--- Task to carry out ---
Reprint all records below exactly. No images.

--- Information provided ---
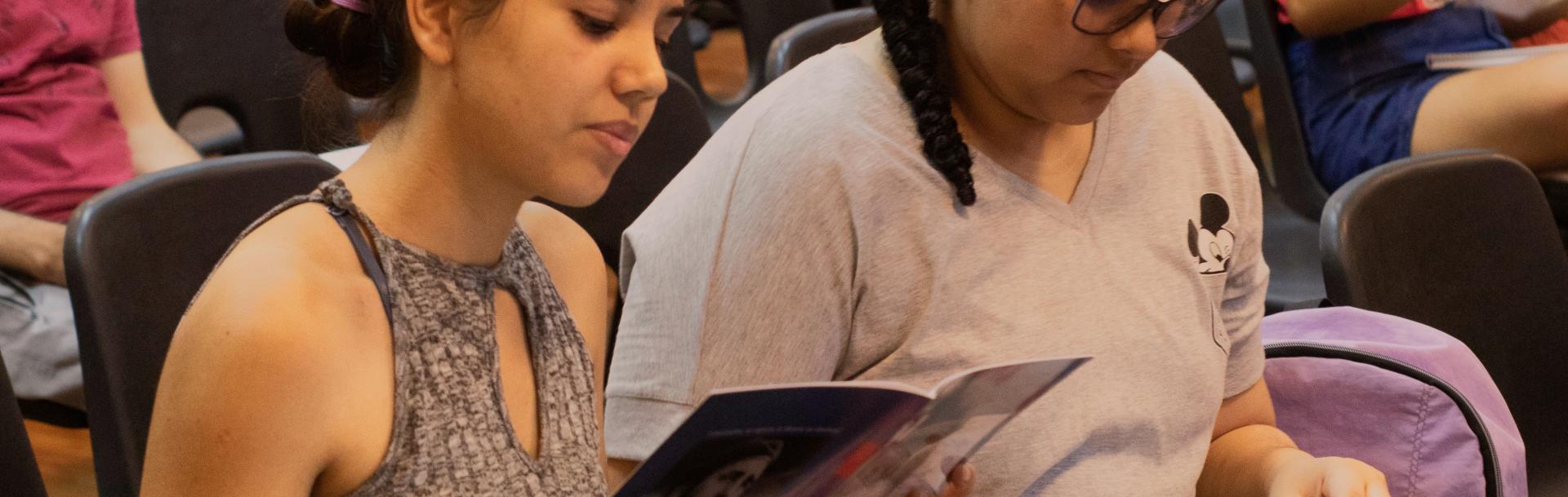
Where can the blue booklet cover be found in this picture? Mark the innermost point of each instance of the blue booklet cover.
(845, 437)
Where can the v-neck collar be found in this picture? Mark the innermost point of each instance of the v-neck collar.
(1076, 211)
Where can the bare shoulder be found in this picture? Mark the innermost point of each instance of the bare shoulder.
(296, 268)
(267, 362)
(568, 251)
(576, 267)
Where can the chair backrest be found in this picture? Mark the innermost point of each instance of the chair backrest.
(1290, 166)
(763, 20)
(675, 134)
(234, 55)
(681, 57)
(1205, 54)
(1463, 242)
(18, 468)
(814, 37)
(136, 258)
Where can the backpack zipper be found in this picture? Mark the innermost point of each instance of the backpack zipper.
(1490, 469)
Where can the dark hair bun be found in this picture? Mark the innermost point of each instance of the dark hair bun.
(363, 52)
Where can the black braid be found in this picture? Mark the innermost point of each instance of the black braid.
(918, 47)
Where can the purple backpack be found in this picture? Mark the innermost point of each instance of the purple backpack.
(1401, 396)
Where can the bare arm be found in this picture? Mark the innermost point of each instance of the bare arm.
(264, 388)
(33, 246)
(1250, 457)
(154, 144)
(1329, 18)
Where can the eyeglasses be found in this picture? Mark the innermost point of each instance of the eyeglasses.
(1172, 18)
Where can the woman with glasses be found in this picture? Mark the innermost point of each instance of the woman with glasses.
(1368, 98)
(979, 182)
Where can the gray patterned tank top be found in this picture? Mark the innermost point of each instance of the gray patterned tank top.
(451, 428)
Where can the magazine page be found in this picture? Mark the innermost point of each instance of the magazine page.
(768, 442)
(1487, 59)
(968, 410)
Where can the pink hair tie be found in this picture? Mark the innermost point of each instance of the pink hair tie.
(353, 5)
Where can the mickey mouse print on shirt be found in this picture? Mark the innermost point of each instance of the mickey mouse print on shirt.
(1208, 238)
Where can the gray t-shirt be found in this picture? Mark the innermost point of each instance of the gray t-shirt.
(809, 240)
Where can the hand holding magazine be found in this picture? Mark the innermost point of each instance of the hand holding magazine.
(845, 437)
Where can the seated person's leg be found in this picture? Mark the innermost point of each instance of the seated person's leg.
(38, 340)
(1518, 110)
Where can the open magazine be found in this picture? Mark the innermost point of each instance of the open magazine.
(1487, 59)
(847, 437)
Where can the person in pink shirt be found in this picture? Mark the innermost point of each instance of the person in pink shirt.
(76, 118)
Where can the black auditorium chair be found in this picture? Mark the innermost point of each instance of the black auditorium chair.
(136, 256)
(814, 37)
(1465, 242)
(229, 80)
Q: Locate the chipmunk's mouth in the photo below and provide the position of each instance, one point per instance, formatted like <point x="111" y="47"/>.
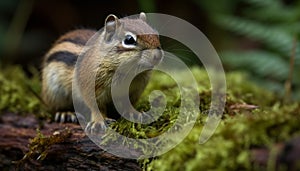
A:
<point x="150" y="58"/>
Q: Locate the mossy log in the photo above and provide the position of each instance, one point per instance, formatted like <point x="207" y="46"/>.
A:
<point x="55" y="147"/>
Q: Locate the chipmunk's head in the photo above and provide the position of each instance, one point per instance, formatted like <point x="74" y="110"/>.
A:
<point x="133" y="40"/>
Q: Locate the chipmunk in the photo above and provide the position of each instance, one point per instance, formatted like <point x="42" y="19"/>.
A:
<point x="121" y="40"/>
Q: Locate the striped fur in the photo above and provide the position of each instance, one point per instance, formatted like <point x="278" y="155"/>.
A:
<point x="58" y="68"/>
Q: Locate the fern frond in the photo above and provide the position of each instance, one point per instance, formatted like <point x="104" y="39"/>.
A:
<point x="274" y="38"/>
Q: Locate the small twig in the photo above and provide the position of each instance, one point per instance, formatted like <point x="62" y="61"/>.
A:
<point x="288" y="82"/>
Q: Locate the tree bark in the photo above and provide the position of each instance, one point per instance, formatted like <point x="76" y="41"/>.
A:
<point x="74" y="151"/>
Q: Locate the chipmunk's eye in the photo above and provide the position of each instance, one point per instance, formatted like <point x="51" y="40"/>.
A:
<point x="129" y="40"/>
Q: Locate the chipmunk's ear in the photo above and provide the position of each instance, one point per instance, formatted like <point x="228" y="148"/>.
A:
<point x="143" y="16"/>
<point x="112" y="24"/>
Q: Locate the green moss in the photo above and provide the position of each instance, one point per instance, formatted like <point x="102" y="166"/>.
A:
<point x="19" y="93"/>
<point x="40" y="145"/>
<point x="240" y="129"/>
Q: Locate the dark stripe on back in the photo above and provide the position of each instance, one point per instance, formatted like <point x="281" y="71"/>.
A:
<point x="75" y="40"/>
<point x="63" y="56"/>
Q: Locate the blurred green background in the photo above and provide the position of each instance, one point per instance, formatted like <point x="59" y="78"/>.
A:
<point x="259" y="37"/>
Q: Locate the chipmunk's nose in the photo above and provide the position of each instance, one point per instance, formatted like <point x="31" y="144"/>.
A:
<point x="157" y="55"/>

--- Output for this task ---
Where can the blue booklet cover be found in this picture? Mark the innermost point of each instance of the blue booklet cover.
(845, 437)
Where can the v-neck collar be found in this picture? Mark the innermost point of each instance of the v-neck collar.
(1076, 211)
Where can the bare shoulder be found in this picture? Mark the innermost point of each instance of the bare shoulder.
(296, 268)
(267, 362)
(568, 251)
(576, 267)
Where can the chair backrest be found in this picture? Mark the innermost point of each instance of the chair backrest.
(1290, 166)
(763, 20)
(675, 134)
(234, 55)
(681, 57)
(1205, 54)
(1463, 242)
(18, 468)
(814, 37)
(136, 258)
Where can the backpack zipper be found in this picture? Mark the innermost point of each instance of the backpack zipper.
(1490, 469)
Where can the dark hair bun be found in this picture? Mark the innermost point of each instance of the dark hair bun.
(363, 52)
Where can the black braid be found in this picture? Mark the innermost point of each instance of the black braid.
(918, 47)
Where can the purple backpack be found in this picture? Mark the innermost point of each instance of the purple backpack.
(1401, 396)
Where can the bare arm be found in this picture? Mark the innermost point of each instance of the bare arm.
(264, 388)
(33, 246)
(1250, 457)
(154, 144)
(1329, 18)
Where can the eyeglasses be found in this picture? Mark the innermost point of each instance of the eyeglasses.
(1172, 18)
Where can the woman with glasses be found in this picture? Mark the innermost point of each instance of the woman with glasses.
(1368, 98)
(979, 182)
Where can the gray patterned tank top be found in this picture? Mark the innermost point of each instance of the gray patterned tank top.
(451, 428)
Where can the magazine page be found in this picture? Mark the innermost point of each instance of the magazine page.
(768, 442)
(1487, 59)
(968, 410)
Where can the pink hair tie be found in this picture? Mark the innermost point of each instance of the pink hair tie.
(353, 5)
Where can the mickey mouse print on shirt be found in this picture? Mark the innermost point of each instance of the mickey mouse print on shirt.
(1208, 238)
Where can the gray t-shirt be found in this picture? Mark the innermost point of each instance of the gray t-shirt.
(809, 240)
Where can the hand holding magazine be found in this picture? Mark the innermost point of each instance of the hand holding magazine.
(845, 437)
Where can the seated person's leg be found in this picture? Mark the innermost point of each instance of the seated person's leg.
(38, 340)
(1518, 110)
Where can the open magazine be found in this picture? Mark the innermost point of each instance of the open magazine.
(1487, 59)
(847, 437)
Where can the person in pink shirt be found in this picture? Mark the innermost point of each instance of the person in pink shirt.
(76, 118)
Where can the black auditorium chair be found in this picture? Mark the innermost point of each instance of the black auditorium chair.
(136, 256)
(814, 37)
(1465, 242)
(229, 80)
Q: Locate the chipmunk's mouth in the photo below and provide the position of each instance, one point per instance, formatted like <point x="111" y="47"/>.
A:
<point x="150" y="58"/>
Q: Locate the mossy log in the photo above and provide the position of each instance, one point per instance, formatted like <point x="207" y="46"/>.
A:
<point x="55" y="147"/>
Q: Locate the chipmunk's head in the photo above and provide the position of each instance, one point per instance, formatted like <point x="74" y="110"/>.
A:
<point x="133" y="40"/>
Q: Locate the chipmunk in the photo above and provide the position of each instance, one point per instance, formatted like <point x="42" y="19"/>.
A:
<point x="121" y="40"/>
Q: Locate the striped fur in the photo above and provide the position of each instance, one point per instance, formatted like <point x="278" y="155"/>.
A:
<point x="58" y="68"/>
Q: Locate the fern frond in the photo above and provide the position of each instance, one point per instance, formatted like <point x="104" y="39"/>.
A:
<point x="274" y="38"/>
Q: Locate the small twig in the photo above and provide the position of each instance, one point per instance, formatted like <point x="62" y="61"/>.
A:
<point x="288" y="82"/>
Q: Locate the tree bark in the photo above and provide the position of each instance, one point per instance, formatted like <point x="76" y="41"/>.
A:
<point x="74" y="151"/>
Q: Locate the chipmunk's eye in the photo above and provide the position of each instance, one point per instance, formatted like <point x="51" y="40"/>.
A:
<point x="129" y="40"/>
Q: Locate the chipmunk's ear in the photo above and provide the position of each instance, one point per instance, formatted like <point x="228" y="148"/>.
A:
<point x="143" y="16"/>
<point x="112" y="24"/>
Q: Locate the green moss in the photo above and provide the position of each instance, one point per instance, formatted like <point x="102" y="166"/>.
A:
<point x="19" y="93"/>
<point x="40" y="145"/>
<point x="240" y="129"/>
Q: Locate the dark stripe on back in the photo above and provide the position of each instance, one point per instance, formatted like <point x="281" y="71"/>.
A:
<point x="75" y="40"/>
<point x="63" y="56"/>
Q: Locate the blurred green background in the photo above and provide the position of each instance, one point per instance, formatted like <point x="59" y="78"/>.
A:
<point x="259" y="37"/>
Q: Locate the chipmunk's nose in the photo above and provide the position of each instance, one point per instance, formatted like <point x="31" y="144"/>.
A:
<point x="157" y="55"/>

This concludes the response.